** Recorded data follows **

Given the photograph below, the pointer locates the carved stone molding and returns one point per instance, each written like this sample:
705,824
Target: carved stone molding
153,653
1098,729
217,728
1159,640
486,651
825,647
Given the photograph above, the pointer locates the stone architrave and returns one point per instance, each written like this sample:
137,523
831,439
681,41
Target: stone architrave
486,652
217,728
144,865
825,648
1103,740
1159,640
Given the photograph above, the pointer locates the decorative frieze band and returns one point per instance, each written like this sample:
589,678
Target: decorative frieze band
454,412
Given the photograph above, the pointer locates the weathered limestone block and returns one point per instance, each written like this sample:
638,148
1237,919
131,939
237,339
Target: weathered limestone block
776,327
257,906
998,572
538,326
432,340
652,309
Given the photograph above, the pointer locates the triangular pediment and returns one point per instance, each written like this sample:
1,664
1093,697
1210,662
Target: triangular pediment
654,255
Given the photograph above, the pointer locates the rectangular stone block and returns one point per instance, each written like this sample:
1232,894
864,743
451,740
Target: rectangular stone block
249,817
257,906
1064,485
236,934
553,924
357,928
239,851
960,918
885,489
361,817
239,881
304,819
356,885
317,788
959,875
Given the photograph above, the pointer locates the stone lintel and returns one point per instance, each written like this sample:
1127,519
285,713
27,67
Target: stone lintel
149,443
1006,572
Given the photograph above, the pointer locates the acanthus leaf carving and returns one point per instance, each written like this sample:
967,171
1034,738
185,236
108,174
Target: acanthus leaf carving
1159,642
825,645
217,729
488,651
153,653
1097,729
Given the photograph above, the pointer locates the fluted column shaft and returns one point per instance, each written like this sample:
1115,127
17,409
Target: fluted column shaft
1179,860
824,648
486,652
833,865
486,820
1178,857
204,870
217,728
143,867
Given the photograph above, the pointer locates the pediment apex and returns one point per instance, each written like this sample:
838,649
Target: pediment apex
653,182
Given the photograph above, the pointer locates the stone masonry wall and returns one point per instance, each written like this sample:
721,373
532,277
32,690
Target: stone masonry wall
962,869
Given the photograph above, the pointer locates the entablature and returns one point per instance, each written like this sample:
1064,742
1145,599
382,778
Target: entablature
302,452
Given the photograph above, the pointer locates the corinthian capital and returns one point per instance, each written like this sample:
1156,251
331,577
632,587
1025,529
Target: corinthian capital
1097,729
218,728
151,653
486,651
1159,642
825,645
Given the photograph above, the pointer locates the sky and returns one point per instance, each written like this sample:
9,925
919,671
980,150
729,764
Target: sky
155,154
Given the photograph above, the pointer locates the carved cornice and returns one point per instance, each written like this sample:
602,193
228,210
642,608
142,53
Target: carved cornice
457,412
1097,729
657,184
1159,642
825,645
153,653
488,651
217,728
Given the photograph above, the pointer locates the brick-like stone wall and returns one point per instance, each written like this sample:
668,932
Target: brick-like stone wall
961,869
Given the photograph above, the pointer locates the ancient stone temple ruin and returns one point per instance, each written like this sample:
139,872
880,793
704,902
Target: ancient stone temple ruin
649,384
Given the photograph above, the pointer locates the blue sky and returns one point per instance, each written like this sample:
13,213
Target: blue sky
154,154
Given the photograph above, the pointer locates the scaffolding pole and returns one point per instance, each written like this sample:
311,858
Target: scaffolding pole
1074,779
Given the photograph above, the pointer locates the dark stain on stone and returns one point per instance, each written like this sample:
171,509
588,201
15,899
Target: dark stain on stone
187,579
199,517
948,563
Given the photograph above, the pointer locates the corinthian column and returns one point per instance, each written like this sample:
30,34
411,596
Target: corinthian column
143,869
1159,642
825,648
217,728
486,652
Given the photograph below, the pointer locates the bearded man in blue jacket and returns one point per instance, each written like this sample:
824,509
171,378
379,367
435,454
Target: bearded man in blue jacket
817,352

** End of Recorded data **

● What you should do
Once you have read the entries, reproduce each one exactly.

● Solution
Given the photograph below, the pointer locates the carved stone molding and returns one point per instance, each written like this sample:
705,824
Target: carved stone molding
153,653
1098,729
217,728
1159,640
486,651
825,647
Given the photograph above, the pointer locates the stone architrave and returns one point per instance, each written like this sample:
137,523
831,439
681,41
Target: stone architrave
486,652
217,728
144,865
825,648
1103,740
1159,640
Given the photograph above, the pointer locates the decorative frieze band and returns one point per instance, each written like this sample:
589,678
Target: decorative frieze band
454,412
Given the photograph above, the pointer locates the weathered limestone block and returns one point per instance, each written like this sample:
638,148
1237,919
131,939
237,339
Target: weathered limestone block
776,327
257,906
998,572
538,326
432,340
652,309
Given the photograph above, the pointer locates the triangular pediment and returns one point per instance, each written like this sample:
1,664
1093,697
1210,662
Target: triangular pediment
654,255
Given the photograph above, the pointer locates the rectangular stone block and returns one point per instance, each written like this sample:
1232,894
864,743
451,740
Target: rectangular stone block
249,817
257,906
1064,485
236,934
553,924
357,928
239,851
960,918
885,489
361,817
239,881
304,819
356,885
317,788
959,875
Given the photograph above, the pointer locates the stone lintel and returns one point per instance, each written like this sample:
1127,519
285,713
27,67
Target: stone lintel
149,443
1006,572
Given the photograph above, the pointer locates the acanthus leaf carving and returns one point per instance, each written like this sample:
967,171
1034,738
185,236
108,174
Target: acanthus leaf carving
1159,642
825,645
217,729
488,651
153,653
1097,729
Given the photograph above, the pointer locates the fluted column shaft and returns one point per instance, each written like this sample:
1115,127
17,409
Target: fluted column shaft
1179,860
824,648
486,652
833,865
486,820
1178,857
204,870
217,728
143,867
Given the photograph above, the pointer locates the pediment apex and returns one point per instance, each written like this sample:
838,649
Target: pediment apex
653,182
Given the photograph above, the pointer locates the stone masonry wall and returns one point per instance, each written like this sample:
721,373
532,277
32,690
Target: stone masonry wall
962,869
Given the photograph above, the pointer locates the entablature and returns one point per instance, each written like this sample:
1064,742
1145,599
382,778
Target: entablature
302,452
Given the photograph above, the pointer locates the corinthian capital and returns one point per instance, each written like this sample:
1156,251
331,577
632,587
1025,529
Target: corinthian capital
1097,729
218,728
151,653
486,651
1159,642
825,645
Given the photograph above, the pointer locates the sky and returns one point per instance, each written like this sample:
9,925
919,671
980,150
729,764
Target: sky
155,154
Given the photograph above, the pointer locates the carved cornice and returns one point per instance, each written like this sample:
602,193
228,210
642,608
142,53
Target: carved cornice
457,412
1097,729
657,184
1159,642
825,645
153,653
488,651
217,728
Given the photograph above, the pointer locates the brick-like stone wall and returns one point per instance, each written like this sample:
668,932
Target: brick-like stone wall
961,869
Given the photograph above, the pointer locates the ancient stone temple ruin and returns one point per instance, each written like this sample:
139,872
880,793
704,902
Target: ancient stone temple ruin
649,384
Given the photograph above, the pointer locates the blue sky and returns one point per instance, each written like this sample:
13,213
Target: blue sky
154,154
Given the photograph above, the pointer locates the scaffolding pole and returns one point per instance, each written like this sample:
311,858
Target: scaffolding pole
1074,779
Given the photograph above, the pointer locates the dark stain on stone and returns one point per instance, each written like this sample:
171,509
588,201
15,899
Target: dark stain on stone
187,579
199,517
948,563
Given the photograph above, the pointer locates the corinthian column and returns one point per instance, each written like this sample:
30,34
411,596
Target: corinthian column
143,869
1159,642
825,648
217,728
486,652
Given the photograph below, the pointer locates the bearded man in blue jacket and returns one point per instance, each written like this sample:
824,509
171,378
379,367
435,454
Target: bearded man in blue jacket
817,352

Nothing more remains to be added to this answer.